• [EXCERTO SELECIONADO]:
————

Tornou-se conhecido do grande público no programa de comentário futebolístico, «Pé em Riste», na CMTV. Faço-lhe duas perguntas numa só: como explica a popularidade destes programas e se acha que estes programas não potenciam o clima de guerrilha dentro e fora de campo?
O futebol é um fenómeno de massas, gera e despoleta emoções que os próprios às vezes nem sabiam que seriam capazes de desenvolver. Os programas de comentário desportivo evidenciam isso mesmo, esse confronto de emoções, expressando o sentir de uma grande parte da população portuguesa, que se revê nesses palcos de debate intenso (e às vezes agressivo). Talvez seja essa a chave de sucesso de programas como o «Pé em Riste» (CMTV) ou o «Prolongamento» (TVI 24)… são a expressão dos grandes debates de rua e de café em Portugal.

Foi apontado como um dos elementos afetos ao Benfica que recebiam a «cartilha» ou as diretrizes dos dirigentes do clube da Luz, para veicular durante os seus comentários. Existe manipulação por parte dos clubes para fazerem passar a sua estratégia desportiva?
Isso é conversa fiada daqueles que perdem os debates ou não os conseguem acompanhar. É mais fácil acusar os outros comentadores de ter tido uma «ajuda extra» ou de estarem ligados a algum sistema de satélite que transmite informações em tempo real. Todos os clubes dão informações aos seus dirigentes e comentadores - todos! - e isso beneficia até o serviço público de informação. Mais: beneficia os telespectadores em termos de veracidade e autenticidade da informação transmitida. Chamar a isso manipulação parece-me despropositado…

O Benfica, após ter falhado por um triz o tetracampeonato, foi envolvido, direta e indiretamente, numa série de suspeições que estão a ser alvo da Justiça. Como reage, como benfiquista, a esta vaga de suspeição?
É triste e mancha o nome daquela que é provavelmente a instituição portuguesa mais divulgada a nível planetário e uma das marcas mais fortes da nossa economia. Entristece-me muito ver a Benfica SAD arguida num processo de corrupção (mais do que qualquer dirigente ou ex-dirigente), por isso espero que esta questão fique resolvida rapidamente já na fase de instrução. Estou a referir-me evidentemente ao processo e-toupeira, mas espero também que não haja desenvolvimentos negativos no processo dos e-mails (onde, deve dizer-se, o Benfica foi absolvido em todas as instâncias desportivas, nacionais e internacionais).

————

• [EXERCÍCIOS A REALIZAR]:
**A)** Responda a estas perguntas sobre a entrevista acerca do comentário futebolístico:
(i) Em que canal é transmitido o programa «Pé em Riste»?
(ii) Em que processo de corrupção a Benfica SAD é arguida, segundo o entrevistado?
(iii) Em que instâncias o Benfica foi absolvido no processo dos e-mails?
**B)** Enumere todos os nomes de programas e de canais de televisão que aparecem na entrevista sobre o comentário futebolístico.
**C)** Retome a entrevista sobre o comentário futebolístico a partir do ponto em que termina.

————

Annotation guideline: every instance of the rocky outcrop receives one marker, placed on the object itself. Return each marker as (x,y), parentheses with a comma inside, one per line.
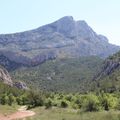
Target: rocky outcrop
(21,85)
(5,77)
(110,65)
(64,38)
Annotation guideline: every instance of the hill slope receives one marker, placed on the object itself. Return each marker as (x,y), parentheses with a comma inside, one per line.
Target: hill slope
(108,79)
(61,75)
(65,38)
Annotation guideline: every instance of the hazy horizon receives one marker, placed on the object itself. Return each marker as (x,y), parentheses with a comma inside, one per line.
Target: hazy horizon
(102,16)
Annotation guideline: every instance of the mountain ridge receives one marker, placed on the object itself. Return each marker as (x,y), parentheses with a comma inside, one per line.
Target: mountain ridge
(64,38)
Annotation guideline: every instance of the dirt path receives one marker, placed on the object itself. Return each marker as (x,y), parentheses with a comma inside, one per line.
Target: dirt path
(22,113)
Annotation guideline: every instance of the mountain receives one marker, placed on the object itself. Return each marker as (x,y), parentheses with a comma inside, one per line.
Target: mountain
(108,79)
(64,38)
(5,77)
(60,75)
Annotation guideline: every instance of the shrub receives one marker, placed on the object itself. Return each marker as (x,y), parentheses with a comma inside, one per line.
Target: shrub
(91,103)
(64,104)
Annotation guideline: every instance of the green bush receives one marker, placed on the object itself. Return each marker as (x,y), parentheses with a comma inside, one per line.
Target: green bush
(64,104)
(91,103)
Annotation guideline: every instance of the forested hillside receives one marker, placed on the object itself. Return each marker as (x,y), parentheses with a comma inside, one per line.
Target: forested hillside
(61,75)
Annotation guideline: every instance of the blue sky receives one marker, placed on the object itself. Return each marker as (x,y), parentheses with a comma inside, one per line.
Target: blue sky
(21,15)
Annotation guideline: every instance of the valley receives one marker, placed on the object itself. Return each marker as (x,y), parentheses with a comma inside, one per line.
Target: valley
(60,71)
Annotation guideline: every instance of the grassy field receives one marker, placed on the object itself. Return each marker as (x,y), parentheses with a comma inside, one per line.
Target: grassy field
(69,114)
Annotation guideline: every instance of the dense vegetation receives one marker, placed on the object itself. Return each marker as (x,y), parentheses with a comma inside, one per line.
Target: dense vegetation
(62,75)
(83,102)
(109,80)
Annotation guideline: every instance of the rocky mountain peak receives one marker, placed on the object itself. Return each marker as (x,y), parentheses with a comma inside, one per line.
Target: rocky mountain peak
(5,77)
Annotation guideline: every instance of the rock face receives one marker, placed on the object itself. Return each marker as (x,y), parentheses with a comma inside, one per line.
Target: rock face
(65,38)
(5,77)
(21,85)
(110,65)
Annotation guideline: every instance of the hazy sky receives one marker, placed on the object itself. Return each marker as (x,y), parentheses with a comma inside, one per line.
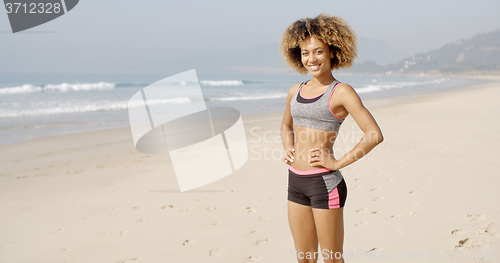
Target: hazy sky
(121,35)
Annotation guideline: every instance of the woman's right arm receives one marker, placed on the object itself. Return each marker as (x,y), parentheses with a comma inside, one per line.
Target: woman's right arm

————

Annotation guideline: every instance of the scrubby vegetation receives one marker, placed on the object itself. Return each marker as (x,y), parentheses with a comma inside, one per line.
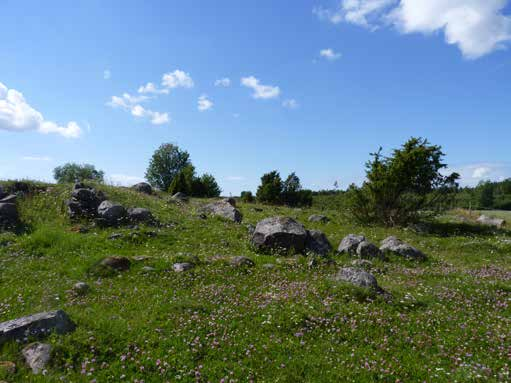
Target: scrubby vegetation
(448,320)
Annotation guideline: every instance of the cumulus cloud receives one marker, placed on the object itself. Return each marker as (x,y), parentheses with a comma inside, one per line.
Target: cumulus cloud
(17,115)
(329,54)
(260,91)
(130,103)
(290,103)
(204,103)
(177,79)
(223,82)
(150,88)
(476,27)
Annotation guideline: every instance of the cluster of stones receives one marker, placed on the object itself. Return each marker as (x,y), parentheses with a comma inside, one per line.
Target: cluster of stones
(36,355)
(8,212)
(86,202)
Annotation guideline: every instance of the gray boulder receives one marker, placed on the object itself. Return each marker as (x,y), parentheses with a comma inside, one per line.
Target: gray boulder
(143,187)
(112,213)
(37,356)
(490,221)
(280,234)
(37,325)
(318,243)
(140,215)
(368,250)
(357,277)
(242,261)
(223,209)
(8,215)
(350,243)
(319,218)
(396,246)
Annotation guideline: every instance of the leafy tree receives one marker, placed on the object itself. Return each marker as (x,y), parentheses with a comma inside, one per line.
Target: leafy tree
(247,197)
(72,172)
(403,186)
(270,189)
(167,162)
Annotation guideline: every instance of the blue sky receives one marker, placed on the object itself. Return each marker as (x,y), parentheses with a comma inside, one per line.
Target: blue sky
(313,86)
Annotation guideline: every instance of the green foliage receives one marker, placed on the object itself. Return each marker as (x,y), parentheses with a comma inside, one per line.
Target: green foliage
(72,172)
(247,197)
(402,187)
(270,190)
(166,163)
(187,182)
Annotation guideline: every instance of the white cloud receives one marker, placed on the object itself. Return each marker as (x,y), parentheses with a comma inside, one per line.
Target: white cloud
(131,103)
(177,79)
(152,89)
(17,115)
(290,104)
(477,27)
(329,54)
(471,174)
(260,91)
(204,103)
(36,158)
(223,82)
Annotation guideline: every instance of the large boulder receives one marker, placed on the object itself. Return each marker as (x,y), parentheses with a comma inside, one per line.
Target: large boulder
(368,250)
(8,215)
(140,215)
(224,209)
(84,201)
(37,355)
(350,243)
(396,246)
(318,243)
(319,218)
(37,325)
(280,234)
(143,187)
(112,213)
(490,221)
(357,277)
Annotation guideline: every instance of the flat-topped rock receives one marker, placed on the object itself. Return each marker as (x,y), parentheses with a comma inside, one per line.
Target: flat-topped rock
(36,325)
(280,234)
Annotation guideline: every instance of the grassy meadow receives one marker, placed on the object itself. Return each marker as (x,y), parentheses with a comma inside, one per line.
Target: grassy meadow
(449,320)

————

• [RESPOSTAS POR ORDEM]:
**A)**
(i) Na CMTV.
(ii) No processo e-toupeira.
(iii) Em todas as instâncias desportivas, nacionais e internacionais.

**B)** «Pé em Riste», CMTV, «Prolongamento», TVI 24

**C)**
Algumas das conquistas do Benfica poderão ser retiradas e, em caso de prova de culpabilidade, o clube pode ser penalizado desportivamente?
A lei 50/2007 de 31 de agosto estabelece sanções criminais e desportivas (por exemplo suspensão das competições de futebol profissional) para os agentes desportivos (pessoas singulares ou coletivas) cujos comportamentos configurem crimes de corrupção, tráfico de influência ou mesmo (após a alteração de 2017) recebimento ou oferta indevida de vantagem. Os regulamentos desportivos estabelecem depois sanções, a jusante, que podem ir, nestes casos, desde perda de pontos a descida de divisão, conforme os casos.
Honestamente, neste caso específico do processo e-toupeira, a conexão entre os crimes imputados à Benfica SAD e a competição desportiva (ou a verdade desportiva) parece-me muito ténue e difícil de estabelecer. Tal como já disse na TV, não me parece que os crimes em causa tenham afetado a autenticidade das competições desportivas, nem a verdade dos seus resultados, condição fundamental para a aplicação dessas mesmas sanções desportivas.

Recentemente o seu nome foi apontado como um dos apoiantes da mais que provável candidatura de Rui Gomes da Silva à presidência do Benfica. Quais são as suas reais ambições?
Amo o Benfica e gosto de futebol. Não tenho quaisquer ambições no clube que não seja defendê-lo e apoiá-lo, como qualquer adepto. O Rui Gomes da Silva é meu amigo e meu padrinho de casamento, mas uma coisa é uma coisa, outra coisa é outra coisa. Ele é que decidirá que convites fará e a quem os fará. O meu foco neste momento está na política portuguesa, onde é urgente responder ao anseio das pessoas por medidas corajosas e inovadoras.

Luís Filipe Vieira pretende, qual Pinto da Costa, eternizar-se na liderança do clube da Luz?
Luís Filipe Vieira é muito diferente de Pinto da Costa e estou convencido que apenas fará mais um mandato à frente do Benfica, quando sinta concluído o projeto de modernização que iniciou no clube. Teve uma função importantíssima na recuperação da credibilidade do Benfica e todos os sócios reconhecem isso. Penso e espero que, ao contrário de Pinto da Costa, saiba o momento de sair.

Atualmente é vereador da Câmara de Loures, cargo para o qual foi eleito em representação do PSD e do CDS. Como tem sido essa sua experiência?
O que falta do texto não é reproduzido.